* Task directions: In the entries below, find the line containing "Target: car hood" and the line containing "Guideline: for each instance of the rear side". Copy those two lines and everything between them exactly, and only that.

* Stored data:
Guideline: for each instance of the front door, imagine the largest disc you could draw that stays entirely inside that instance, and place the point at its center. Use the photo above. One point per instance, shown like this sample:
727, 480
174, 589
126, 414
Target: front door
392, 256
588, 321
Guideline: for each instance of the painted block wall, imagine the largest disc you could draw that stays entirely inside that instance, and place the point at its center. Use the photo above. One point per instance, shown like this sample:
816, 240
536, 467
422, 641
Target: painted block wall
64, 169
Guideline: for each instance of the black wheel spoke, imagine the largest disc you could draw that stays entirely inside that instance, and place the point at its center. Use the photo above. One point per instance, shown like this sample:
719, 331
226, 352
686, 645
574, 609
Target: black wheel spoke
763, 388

--

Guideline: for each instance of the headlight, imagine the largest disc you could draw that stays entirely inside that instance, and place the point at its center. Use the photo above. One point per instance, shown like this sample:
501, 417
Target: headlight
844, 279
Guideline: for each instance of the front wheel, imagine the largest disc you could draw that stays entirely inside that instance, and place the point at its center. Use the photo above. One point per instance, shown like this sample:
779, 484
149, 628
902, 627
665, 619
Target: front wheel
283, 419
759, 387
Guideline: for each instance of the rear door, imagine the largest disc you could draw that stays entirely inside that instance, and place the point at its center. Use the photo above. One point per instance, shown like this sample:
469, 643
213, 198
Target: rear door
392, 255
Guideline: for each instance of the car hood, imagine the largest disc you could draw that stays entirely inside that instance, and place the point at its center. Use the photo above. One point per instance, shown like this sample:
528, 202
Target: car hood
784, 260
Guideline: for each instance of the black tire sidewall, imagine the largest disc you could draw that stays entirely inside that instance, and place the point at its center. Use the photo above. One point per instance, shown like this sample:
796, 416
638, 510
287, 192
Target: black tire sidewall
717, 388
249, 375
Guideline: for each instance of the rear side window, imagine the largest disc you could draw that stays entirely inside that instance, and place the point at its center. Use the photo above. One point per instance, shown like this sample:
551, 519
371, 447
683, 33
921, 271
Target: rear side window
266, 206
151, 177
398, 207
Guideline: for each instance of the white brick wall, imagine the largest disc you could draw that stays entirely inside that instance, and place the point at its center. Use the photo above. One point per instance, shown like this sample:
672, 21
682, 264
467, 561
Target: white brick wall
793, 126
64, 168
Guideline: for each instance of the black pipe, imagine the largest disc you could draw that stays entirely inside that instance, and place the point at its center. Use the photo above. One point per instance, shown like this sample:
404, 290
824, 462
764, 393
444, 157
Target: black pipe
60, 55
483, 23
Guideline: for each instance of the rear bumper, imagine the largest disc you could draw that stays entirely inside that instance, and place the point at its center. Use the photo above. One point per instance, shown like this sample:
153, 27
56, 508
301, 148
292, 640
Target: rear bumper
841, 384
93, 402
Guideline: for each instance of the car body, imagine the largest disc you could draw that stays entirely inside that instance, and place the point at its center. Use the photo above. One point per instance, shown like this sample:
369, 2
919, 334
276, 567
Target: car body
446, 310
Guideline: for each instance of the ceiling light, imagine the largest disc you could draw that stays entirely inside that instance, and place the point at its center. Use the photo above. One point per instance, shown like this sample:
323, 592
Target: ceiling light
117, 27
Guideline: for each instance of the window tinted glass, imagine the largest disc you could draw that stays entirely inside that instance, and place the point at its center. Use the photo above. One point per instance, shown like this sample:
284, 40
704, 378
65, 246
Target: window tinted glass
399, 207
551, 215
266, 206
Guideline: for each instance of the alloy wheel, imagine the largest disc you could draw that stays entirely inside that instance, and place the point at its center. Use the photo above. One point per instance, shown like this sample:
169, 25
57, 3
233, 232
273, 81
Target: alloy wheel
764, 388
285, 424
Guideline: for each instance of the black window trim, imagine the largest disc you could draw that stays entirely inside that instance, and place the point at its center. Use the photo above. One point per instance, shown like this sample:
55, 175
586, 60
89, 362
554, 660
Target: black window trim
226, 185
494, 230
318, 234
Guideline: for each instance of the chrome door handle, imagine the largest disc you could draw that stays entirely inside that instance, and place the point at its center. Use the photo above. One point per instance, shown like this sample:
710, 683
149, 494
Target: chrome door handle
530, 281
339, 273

* Task output:
Target: car hood
784, 260
Guideline: for each instance of the black tire sidewall, imagine the largest disc you could draw that stays entirely inside that instance, and place the point at its center. Use the photo above. One point per instance, shown like this sample:
796, 416
638, 510
287, 192
Target: black tire sidewall
717, 388
249, 375
Guideline: for each instance of the rear side window, imagine the largest disc you could draw that stays entirely inside that instance, and place the point at its center. Use the photo above. One point per instance, shown like this sample:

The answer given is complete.